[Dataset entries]
※ ※ ※

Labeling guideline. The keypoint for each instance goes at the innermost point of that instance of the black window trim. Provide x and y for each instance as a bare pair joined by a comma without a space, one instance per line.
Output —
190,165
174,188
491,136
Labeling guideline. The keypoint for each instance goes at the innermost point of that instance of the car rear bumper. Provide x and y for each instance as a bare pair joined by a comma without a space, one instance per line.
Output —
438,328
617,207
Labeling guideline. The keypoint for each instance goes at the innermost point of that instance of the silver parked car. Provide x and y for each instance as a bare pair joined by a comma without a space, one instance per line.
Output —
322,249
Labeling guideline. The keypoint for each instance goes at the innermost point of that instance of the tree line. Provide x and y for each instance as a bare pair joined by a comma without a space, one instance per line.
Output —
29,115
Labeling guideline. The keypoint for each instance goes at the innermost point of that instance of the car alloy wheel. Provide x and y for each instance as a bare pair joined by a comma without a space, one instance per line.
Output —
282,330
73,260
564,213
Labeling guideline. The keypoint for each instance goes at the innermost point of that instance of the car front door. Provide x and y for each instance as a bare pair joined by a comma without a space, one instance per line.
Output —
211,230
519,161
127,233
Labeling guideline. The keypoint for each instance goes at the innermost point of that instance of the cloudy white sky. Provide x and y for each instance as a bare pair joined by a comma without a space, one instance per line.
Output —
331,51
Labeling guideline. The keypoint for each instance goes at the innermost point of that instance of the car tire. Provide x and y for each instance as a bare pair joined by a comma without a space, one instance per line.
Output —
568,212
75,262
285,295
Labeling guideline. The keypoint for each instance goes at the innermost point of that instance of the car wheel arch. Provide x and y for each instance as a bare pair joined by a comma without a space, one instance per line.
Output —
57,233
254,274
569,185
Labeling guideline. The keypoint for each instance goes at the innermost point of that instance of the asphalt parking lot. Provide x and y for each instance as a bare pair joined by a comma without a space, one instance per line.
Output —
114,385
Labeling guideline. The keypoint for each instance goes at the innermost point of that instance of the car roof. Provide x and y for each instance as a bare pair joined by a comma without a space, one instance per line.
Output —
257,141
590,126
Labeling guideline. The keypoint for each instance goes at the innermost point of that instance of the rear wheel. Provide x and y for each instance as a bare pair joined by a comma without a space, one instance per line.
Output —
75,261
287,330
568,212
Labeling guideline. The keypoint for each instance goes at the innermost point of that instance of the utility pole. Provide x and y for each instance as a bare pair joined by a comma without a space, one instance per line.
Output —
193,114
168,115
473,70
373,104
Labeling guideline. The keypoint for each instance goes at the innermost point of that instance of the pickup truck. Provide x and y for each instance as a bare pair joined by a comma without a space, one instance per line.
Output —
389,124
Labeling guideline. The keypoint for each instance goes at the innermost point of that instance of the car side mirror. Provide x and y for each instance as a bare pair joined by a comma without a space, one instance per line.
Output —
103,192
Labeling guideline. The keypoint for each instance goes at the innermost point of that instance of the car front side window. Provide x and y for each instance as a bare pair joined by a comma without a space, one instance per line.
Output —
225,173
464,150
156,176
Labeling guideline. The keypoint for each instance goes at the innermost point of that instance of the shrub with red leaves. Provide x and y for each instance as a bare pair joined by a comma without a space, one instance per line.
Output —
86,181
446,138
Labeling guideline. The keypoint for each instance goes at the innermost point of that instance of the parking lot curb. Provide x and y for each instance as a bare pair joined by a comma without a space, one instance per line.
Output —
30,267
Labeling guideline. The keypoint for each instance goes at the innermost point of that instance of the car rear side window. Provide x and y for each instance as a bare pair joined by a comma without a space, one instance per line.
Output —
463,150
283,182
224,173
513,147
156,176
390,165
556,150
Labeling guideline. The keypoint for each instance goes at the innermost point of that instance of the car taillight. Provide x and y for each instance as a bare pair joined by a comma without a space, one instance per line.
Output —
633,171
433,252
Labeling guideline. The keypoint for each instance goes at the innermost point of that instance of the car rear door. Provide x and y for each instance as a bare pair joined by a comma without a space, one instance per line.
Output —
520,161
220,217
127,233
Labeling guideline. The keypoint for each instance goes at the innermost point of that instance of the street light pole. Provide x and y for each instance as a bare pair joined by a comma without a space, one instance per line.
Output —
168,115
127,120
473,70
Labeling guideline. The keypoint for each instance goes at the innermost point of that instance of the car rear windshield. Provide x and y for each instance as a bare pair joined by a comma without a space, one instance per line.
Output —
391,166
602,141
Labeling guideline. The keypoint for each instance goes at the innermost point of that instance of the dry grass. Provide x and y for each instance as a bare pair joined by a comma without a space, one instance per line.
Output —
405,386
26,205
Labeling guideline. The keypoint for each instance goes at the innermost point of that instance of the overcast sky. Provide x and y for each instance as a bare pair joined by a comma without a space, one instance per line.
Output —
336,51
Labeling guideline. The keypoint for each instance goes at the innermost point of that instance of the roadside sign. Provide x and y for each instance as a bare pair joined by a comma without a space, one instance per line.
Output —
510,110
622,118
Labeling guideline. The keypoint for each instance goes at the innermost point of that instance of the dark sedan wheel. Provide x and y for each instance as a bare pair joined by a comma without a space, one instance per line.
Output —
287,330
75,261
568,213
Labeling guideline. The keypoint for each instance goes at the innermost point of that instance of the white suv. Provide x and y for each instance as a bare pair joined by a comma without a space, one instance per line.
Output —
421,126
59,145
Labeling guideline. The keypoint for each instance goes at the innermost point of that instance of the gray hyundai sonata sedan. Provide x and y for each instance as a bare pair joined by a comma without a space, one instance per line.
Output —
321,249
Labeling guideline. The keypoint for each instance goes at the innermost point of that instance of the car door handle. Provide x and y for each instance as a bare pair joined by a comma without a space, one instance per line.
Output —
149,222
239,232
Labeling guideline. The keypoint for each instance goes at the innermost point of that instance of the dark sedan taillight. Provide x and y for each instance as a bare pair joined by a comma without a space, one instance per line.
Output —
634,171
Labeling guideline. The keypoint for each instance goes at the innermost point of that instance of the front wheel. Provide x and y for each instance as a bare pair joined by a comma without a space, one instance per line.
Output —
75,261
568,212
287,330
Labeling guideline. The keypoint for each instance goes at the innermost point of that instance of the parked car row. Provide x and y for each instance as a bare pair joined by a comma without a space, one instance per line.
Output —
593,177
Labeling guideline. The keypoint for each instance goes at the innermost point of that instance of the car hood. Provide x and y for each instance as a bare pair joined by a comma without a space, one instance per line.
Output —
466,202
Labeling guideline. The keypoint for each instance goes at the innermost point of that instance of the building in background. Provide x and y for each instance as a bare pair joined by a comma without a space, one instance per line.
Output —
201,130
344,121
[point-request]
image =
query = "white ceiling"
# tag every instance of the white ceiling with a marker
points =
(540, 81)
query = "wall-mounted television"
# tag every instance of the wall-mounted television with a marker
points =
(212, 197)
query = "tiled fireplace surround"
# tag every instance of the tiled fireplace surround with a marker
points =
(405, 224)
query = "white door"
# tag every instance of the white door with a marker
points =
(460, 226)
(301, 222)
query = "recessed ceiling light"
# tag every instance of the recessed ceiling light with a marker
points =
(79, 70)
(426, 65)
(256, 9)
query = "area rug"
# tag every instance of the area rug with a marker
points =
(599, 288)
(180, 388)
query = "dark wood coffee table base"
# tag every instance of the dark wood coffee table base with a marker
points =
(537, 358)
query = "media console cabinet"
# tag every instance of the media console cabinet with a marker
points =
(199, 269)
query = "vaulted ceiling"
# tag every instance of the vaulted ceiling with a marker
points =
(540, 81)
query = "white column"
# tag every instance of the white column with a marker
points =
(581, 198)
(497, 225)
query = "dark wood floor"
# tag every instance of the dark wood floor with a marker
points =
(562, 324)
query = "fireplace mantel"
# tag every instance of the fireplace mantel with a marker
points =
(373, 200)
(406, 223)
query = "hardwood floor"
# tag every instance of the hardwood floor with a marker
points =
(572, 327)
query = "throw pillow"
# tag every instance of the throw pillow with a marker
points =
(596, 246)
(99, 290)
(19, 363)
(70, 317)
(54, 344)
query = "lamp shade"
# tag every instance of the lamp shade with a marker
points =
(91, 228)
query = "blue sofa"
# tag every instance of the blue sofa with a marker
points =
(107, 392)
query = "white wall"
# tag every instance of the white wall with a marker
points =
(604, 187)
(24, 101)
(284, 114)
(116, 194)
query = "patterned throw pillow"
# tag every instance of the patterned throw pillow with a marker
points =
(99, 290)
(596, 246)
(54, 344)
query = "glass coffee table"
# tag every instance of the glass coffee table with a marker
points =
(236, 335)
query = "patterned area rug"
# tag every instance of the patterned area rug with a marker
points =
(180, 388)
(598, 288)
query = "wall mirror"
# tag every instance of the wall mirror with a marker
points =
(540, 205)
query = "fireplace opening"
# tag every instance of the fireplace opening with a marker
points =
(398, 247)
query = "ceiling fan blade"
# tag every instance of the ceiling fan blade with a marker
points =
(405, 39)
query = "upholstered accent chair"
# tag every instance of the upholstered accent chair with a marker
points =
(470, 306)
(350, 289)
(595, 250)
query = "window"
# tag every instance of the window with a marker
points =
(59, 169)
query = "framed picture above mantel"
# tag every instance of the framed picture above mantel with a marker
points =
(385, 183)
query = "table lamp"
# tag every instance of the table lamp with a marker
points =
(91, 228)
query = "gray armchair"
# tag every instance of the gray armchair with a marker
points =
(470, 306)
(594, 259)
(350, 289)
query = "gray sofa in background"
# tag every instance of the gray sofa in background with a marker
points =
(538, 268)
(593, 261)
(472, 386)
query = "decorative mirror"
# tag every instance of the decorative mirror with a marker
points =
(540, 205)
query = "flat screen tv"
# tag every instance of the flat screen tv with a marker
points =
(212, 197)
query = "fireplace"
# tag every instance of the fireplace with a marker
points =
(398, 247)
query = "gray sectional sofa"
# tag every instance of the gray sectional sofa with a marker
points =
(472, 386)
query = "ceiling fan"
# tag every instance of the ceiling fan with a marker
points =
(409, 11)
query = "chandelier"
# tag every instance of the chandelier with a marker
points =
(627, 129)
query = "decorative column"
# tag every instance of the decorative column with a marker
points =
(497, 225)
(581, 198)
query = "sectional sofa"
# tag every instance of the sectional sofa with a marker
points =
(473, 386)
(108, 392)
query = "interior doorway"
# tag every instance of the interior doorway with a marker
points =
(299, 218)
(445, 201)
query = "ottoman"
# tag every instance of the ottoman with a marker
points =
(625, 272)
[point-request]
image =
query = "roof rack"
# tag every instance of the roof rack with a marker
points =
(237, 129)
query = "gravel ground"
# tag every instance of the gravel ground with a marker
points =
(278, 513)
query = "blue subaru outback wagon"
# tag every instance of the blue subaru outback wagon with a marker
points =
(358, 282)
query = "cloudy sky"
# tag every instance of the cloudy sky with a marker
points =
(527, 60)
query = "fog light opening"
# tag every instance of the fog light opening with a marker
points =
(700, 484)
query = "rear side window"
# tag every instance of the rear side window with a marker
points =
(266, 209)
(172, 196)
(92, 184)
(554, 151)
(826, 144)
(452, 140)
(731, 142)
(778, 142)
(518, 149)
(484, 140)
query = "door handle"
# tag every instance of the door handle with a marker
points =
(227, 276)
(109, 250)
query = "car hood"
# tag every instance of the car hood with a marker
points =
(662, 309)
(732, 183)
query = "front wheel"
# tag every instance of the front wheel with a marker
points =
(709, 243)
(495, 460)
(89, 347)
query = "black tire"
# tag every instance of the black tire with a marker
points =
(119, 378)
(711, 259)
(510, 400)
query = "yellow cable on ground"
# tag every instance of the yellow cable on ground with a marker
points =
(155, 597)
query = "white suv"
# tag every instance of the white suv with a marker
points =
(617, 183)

※ ※ ※

Problem statement:
How many lines in the listing above contain the string "sedan"? Treat case as significant and reply with the count alone.

Exercise solution:
3